-- BEGIN Record set --
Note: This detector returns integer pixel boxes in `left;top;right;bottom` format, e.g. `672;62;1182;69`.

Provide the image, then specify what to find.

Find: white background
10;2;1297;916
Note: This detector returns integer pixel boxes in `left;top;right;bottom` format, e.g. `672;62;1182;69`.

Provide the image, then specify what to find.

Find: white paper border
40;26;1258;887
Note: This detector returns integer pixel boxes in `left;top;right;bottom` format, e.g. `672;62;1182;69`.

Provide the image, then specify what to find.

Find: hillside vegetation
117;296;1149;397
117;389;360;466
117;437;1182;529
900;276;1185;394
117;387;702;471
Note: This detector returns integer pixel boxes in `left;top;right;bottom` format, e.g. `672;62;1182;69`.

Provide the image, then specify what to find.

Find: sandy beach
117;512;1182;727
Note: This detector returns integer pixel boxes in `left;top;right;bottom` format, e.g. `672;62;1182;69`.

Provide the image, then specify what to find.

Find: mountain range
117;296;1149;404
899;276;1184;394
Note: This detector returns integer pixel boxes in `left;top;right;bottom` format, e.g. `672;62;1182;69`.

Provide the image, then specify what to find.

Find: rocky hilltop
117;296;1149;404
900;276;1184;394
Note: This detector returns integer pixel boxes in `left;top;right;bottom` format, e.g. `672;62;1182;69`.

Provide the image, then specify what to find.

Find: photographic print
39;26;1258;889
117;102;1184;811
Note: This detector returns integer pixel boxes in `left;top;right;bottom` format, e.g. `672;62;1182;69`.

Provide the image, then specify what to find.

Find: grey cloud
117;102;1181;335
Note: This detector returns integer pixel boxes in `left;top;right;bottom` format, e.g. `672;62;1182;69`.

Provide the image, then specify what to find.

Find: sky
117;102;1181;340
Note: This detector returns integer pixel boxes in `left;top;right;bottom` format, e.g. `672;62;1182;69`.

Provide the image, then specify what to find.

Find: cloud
-- END Record set --
Copy out the whole listing above, word for word.

Note: This detector returns integer pixel boxes in `left;top;right;bottom` format, e.g. `672;62;1182;69`.

Provide the image, then specify what to find.

Find: white background
10;2;1297;916
Note: This detector returns integer pixel boxes in `left;top;right;bottom` format, e.g. `672;62;1182;69`.

Provide the image, then specify what to find.

Find: white paper border
40;26;1258;887
Note: This detector returns integer pixel boxes in `left;top;right;bottom` format, e.g. `672;62;1182;69`.

Provide the image, then specify what to find.

Find: hillside vegetation
117;296;1149;397
117;389;360;466
117;437;1182;529
900;276;1185;394
117;387;702;471
Note: This detector returns integer pixel boxes in `left;top;right;bottom` format, e.g. `672;62;1182;69`.

Provide the image, then specify what to find.

Find: sandy beach
117;512;1182;727
Note: This detector returns integer pixel boxes in `left;top;right;bottom` format, e.g. `672;62;1182;69`.

Provide the image, then specify what to find.

Find: mountain range
117;296;1149;404
899;276;1184;394
Note: This detector returns integer pixel boxes in `left;top;right;bottom` format, e.g. `672;62;1182;69`.

Provide the image, then specify what to find.

Find: rocky hilltop
117;296;1149;404
900;276;1184;394
Note: This detector returns integer pixel boxes in `left;top;right;bottom` format, e.g. `672;62;1182;69`.

Provide the image, then specify what to find.

Find: photographic print
39;26;1258;889
117;102;1184;811
Note: This detector returns integer pixel boxes in `left;top;right;bottom` format, e.g. `672;62;1182;69`.

Provide the image, then specify what to find.

Find: grey cloud
117;102;1181;335
Note: This detector returns integer pixel boxes in `left;top;right;bottom` format, e.g. `672;62;1182;69`.

Provide the image, then specify what to find.

Find: sky
117;102;1181;340
Note: This detector returns integer pixel boxes in `left;top;right;bottom` format, e.g. `672;62;1182;69`.

Provide the image, then specify what to find.

Find: cloud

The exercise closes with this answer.